TASK A:
According to the HOA guide, which kinds of communities are typically governed by HOAs?
TASK B:
From the HOA guide, return the part that opens with the words containing "Homeowners associations (HOAs)" and closes with "Are Homeowners Associations?".

PASSAGE:

* Start *

Homeowners associations (HOAs) in South Carolina are bound by local, state, and federal laws, and the first step to ensuring that your HOA is compliant is learning about them.

Because we understand that navigating the complex realm of legislation isn't easy if you lack a legal background, we have simplified it for you to ensure that you are equipped with all the information you need to remain compliant.

In this guide, we'll talk about some of the most prominent South Carolina HOA laws and provide an overview of the rights and responsibilities of community associations. We'll also discuss other pertinent topics. Let's get started!

What Are Homeowners Associations?

A homeowners association (HOA) is a legal entity formed to oversee a residential community and enforce certain rules and regulations to ensure that the area meets certain standards. This ensures that property values are maintained and that the neighborhood remains visually appealing.

Communities that are typically governed by HOAs include planned developments, condominium complexes, or housing subdivisions. These associations are regulated by local, state, and federal laws, in addition to their own set of bylaws.

* End *

(Collected data)
* Start *

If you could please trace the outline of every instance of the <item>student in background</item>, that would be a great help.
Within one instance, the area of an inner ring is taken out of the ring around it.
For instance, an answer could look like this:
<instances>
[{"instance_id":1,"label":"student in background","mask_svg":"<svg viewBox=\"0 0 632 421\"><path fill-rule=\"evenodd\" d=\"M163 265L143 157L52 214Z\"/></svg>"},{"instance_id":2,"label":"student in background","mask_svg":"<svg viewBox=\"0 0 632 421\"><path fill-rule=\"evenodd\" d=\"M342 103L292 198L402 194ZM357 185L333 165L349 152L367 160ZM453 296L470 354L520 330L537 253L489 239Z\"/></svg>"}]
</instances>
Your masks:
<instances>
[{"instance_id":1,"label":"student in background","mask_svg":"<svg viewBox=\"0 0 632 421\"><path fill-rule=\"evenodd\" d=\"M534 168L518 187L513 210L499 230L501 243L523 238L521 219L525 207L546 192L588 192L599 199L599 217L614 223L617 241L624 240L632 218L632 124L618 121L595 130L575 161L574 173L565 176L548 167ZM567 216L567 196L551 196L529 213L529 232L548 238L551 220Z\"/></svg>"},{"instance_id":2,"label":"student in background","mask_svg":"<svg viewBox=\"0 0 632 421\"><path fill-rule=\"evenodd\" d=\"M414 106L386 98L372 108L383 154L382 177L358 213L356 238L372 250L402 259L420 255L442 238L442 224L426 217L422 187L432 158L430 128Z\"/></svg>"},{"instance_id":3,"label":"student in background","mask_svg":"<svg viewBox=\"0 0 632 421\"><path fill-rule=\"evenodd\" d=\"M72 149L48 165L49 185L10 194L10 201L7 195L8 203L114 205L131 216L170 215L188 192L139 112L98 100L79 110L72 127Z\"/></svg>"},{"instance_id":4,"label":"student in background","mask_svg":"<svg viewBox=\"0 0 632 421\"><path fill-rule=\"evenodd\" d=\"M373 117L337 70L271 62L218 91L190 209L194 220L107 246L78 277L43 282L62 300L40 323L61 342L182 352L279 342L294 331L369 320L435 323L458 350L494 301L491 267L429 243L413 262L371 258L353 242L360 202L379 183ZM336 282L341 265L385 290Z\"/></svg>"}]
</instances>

* End *

EXPECTED ANSWER A:
Planned developments, condominium complexes, or housing subdivisions.

EXPECTED ANSWER B:
Homeowners associations (HOAs) in South Carolina are bound by local, state, and federal laws, and the first step to ensuring that your HOA is compliant is learning about them.

Because we understand that navigating the complex realm of legislation isn't easy if you lack a legal background, we have simplified it for you to ensure that you are equipped with all the information you need to remain compliant.

In this guide, we'll talk about some of the most prominent South Carolina HOA laws and provide an overview of the rights and responsibilities of community associations. We'll also discuss other pertinent topics. Let's get started!

What Are Homeowners Associations?